Of the entries that follow, how many lines hold the string "stone"? Write the number and nothing more.

DATA LISTING START

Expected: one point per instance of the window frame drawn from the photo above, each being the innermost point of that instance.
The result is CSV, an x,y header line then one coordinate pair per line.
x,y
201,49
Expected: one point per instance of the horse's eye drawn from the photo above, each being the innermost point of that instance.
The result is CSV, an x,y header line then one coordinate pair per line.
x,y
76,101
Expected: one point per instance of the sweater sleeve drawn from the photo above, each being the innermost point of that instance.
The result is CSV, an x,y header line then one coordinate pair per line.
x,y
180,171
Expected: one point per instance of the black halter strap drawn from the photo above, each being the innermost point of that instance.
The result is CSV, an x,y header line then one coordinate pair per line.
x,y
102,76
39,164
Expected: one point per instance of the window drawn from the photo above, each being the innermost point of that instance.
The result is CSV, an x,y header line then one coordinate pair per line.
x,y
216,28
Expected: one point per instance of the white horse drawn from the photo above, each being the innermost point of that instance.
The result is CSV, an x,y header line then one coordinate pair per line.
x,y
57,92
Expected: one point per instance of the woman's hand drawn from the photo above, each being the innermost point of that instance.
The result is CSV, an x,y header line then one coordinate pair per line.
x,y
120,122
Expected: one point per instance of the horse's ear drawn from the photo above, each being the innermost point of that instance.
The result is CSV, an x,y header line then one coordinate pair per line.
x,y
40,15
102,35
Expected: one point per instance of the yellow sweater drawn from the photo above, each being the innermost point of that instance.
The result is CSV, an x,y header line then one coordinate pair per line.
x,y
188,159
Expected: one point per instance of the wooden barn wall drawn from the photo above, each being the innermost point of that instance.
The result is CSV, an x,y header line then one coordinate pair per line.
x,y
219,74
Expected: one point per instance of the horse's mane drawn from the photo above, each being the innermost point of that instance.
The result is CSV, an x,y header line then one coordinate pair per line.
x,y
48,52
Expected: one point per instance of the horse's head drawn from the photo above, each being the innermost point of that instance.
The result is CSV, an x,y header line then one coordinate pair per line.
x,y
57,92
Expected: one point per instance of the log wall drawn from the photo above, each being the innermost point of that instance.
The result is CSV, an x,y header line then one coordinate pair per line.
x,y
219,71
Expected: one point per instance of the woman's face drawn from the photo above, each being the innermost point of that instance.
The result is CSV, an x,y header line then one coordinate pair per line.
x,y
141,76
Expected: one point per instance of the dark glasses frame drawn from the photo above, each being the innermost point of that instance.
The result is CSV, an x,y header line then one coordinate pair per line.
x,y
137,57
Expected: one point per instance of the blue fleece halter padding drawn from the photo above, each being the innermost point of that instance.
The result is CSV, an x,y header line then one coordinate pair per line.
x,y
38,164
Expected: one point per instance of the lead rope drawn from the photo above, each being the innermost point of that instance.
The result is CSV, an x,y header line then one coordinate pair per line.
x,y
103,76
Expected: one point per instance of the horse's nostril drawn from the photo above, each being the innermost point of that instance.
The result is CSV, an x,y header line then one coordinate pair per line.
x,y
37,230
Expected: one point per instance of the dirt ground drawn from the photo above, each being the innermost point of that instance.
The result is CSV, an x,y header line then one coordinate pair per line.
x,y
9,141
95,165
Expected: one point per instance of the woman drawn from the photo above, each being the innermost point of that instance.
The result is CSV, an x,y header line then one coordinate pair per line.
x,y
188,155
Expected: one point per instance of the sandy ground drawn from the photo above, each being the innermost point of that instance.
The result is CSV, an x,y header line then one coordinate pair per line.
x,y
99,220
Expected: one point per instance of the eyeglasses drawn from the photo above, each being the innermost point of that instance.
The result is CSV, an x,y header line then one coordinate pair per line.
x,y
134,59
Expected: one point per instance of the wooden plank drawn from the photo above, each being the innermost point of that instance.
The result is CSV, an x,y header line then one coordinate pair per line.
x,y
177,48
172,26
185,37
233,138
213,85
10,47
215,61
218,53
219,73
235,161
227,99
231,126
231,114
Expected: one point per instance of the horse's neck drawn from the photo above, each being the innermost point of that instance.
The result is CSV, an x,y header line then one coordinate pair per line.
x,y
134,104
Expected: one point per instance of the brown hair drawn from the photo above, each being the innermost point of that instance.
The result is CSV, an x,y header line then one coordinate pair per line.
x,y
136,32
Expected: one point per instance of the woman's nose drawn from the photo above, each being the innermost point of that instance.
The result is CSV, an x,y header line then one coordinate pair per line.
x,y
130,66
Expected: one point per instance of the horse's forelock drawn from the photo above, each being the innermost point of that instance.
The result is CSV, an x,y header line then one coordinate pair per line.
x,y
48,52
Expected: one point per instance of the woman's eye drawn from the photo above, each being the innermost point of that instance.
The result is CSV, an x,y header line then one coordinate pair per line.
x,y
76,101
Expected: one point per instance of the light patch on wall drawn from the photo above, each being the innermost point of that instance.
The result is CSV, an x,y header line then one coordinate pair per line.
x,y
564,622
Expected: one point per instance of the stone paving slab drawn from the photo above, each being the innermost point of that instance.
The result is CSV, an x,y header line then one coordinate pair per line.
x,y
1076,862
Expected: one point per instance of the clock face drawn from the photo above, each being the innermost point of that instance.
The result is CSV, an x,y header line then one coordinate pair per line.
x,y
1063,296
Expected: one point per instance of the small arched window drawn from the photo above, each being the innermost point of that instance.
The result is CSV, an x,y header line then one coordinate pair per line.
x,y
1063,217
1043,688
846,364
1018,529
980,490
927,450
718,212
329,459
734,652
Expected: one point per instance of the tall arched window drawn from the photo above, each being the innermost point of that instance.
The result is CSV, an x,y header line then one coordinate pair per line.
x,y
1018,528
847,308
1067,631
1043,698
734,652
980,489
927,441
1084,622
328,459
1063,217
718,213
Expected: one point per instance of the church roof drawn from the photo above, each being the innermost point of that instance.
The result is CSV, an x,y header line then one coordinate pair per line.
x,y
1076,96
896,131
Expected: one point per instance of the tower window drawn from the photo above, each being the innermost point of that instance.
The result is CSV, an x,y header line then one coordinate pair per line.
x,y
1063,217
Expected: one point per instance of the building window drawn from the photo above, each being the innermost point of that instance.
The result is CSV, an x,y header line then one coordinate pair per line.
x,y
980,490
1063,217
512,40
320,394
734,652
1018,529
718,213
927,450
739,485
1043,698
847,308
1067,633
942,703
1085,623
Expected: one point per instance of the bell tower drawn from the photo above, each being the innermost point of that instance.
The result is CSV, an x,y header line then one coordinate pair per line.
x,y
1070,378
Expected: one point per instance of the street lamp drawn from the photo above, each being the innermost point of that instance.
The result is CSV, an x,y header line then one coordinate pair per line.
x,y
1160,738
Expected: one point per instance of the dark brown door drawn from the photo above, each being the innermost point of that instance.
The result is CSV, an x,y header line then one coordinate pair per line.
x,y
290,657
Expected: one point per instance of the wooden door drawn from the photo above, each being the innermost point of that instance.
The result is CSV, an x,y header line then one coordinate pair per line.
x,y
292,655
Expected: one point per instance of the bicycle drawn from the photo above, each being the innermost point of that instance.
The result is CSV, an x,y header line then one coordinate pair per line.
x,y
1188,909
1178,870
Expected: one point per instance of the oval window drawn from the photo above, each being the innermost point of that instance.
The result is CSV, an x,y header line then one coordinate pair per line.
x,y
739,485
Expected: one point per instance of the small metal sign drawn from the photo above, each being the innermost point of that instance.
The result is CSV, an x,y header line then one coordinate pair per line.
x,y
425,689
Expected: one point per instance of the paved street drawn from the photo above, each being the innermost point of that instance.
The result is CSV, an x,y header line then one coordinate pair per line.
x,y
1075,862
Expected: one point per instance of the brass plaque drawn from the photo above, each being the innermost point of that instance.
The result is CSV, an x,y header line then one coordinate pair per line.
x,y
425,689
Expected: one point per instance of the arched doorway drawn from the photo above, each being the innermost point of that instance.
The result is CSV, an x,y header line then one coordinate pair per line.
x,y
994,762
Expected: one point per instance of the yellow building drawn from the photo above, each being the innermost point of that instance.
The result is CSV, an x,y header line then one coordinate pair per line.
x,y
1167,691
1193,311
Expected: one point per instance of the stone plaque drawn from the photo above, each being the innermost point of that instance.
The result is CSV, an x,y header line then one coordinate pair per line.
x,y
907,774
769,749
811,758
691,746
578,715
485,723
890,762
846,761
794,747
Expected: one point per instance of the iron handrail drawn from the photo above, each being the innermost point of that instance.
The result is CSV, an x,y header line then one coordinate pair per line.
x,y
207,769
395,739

DATA LISTING END

▶ RESULT FOR THIS EXERCISE: 2